Return the stretch of the figure legends from "(A) Immunoblot analyses" through "3–5 independent experiments ± S.E.M.", copied word for word.

▶ **PAGE EXTRACT**
__________________________________________________

Figure 2. Akt1^W80A and Akt2^W80A mediate insulin signal to Akt downstream effectors

(A) Immunoblot analyses of protein extracts from adipocytes expressing WT or W80A Akt mutants. Adipocytes were pre-treated with MK-2206 for 1 h as noted followed by stimulation with insulin for 15 min. (B) Densitometric analyses of immunoblots described in (A). For each cell line data were normalized to the insulin-treated, MK-2206 untreated condition. Each data point is the mean of 3–5 independent experiments ± S.E.M.

Figure 3. Akt1^W80A and Akt2^W80A regulate insulin-mediated FoxO1 nuclear exclusion and GLUT4 translocation

(A) Percentage of cells expressing Akt1^WT, Akt1^W80A, Akt2^WT or Akt2^W80A that display cytosolic FoxO1–GFP in basal (starved) and following 1 nM insulin stimulation for 30 min. (B) Surface to total HA–GLUT4–GFP in basal (starved) and 1 nM insulin-stimulated adipocytes expressing Akt1^WT, Akt1^W80A, Akt2^WT and Akt2^W80A. For each experiment surface to total GLUT4 values were normalized to that of insulin-treated Akt1^WT cells. Dose–response analyses of MK-2206 inhibition of insulin-mediated FoxO1–GFP nuclear exclusion (C) and HA–GLUT4–GFP translocation (D) in adipocytes. Adipocytes expressing WT or W80A Akt mutants were pre-treated with MK-2206 for 1 h as noted followed by stimulation with 1 nM insulin for 30 min. (E) Insulin-dose response analyses of HA–GLUT4–GFP translocation in Akt1^WT and Akt2^WT adipocytes in the presence or absence of 1 μM MK-2206. For each experiment, surface to total GLUT4 measurements were normalized to that of 10 nM insulin-treated Akt1^WT cells. (F), Insulin dose–response analyses of HA–GLUT4–GFP plasma membrane translocation in Akt1^W80A and Akt2^W80A adipocytes in the presence or absence of 1 μM MK-2206. For each experiment surface to total GLUT4 measurements were normalized to that of 10 nM insulin-treated Akt1^W80A cells. (G) Time course analyses of insulin-mediated GLUT4 translocation in adipocytes. Cells were treated with vehicle or 1 μM MK-2206 for 1 h prior to 1 nM insulin stimulation. For each experiment surface to total GLUT4 values were normalized to that of 15 min insulin-treated Akt1^W80A cells. All data are the average of at least three independent experiments ± S.E.M.

__________________________________________________

▶ **THE DATA**
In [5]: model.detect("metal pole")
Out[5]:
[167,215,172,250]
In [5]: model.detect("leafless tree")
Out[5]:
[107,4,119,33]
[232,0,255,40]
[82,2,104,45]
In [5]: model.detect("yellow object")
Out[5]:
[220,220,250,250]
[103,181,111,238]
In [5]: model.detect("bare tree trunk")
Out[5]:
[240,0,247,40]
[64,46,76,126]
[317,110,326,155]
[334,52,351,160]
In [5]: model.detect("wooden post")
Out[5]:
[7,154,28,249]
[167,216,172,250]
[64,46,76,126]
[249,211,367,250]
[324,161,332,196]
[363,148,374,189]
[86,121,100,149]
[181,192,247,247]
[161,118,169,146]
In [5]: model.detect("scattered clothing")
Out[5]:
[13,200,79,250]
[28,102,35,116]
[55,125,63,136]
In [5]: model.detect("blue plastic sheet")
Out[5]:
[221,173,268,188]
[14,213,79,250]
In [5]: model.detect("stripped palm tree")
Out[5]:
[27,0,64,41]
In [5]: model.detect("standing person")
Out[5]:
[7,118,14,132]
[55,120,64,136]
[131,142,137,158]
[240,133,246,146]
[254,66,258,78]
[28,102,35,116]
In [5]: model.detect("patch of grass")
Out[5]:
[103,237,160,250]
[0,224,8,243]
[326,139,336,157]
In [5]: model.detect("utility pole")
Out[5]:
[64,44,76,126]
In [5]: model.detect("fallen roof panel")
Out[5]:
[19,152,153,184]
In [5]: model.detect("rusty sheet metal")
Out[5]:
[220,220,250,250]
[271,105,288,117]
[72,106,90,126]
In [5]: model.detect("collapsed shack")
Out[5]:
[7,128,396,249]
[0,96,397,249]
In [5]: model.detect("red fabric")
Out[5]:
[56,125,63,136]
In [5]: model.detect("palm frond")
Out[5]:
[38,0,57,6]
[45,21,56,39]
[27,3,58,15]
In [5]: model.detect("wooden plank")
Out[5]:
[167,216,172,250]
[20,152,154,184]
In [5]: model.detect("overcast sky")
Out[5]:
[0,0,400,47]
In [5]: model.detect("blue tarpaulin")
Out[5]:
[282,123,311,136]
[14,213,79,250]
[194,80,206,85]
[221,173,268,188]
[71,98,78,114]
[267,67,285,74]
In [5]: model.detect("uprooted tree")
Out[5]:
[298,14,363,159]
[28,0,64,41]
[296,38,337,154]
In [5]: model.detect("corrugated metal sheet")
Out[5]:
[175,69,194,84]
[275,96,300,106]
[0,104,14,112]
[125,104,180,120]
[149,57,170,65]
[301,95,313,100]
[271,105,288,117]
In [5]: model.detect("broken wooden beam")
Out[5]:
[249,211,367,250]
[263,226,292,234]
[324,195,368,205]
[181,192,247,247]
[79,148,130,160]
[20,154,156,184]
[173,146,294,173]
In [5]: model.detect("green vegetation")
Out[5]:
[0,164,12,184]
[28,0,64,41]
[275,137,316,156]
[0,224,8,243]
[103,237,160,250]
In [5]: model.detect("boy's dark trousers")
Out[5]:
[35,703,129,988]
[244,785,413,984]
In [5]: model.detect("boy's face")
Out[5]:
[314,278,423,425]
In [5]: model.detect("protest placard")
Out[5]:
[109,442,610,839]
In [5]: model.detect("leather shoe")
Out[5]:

__________________________________________________

▶ **SOLVED PROBLEM**
(A) Immunoblot analyses of protein extracts from adipocytes expressing WT or W80A Akt mutants. Adipocytes were pre-treated with MK-2206 for 1 h as noted followed by stimulation with insulin for 15 min. (B) Densitometric analyses of immunoblots described in (A). For each cell line data were normalized to the insulin-treated, MK-2206 untreated condition. Each data point is the mean of 3–5 independent experiments ± S.E.M.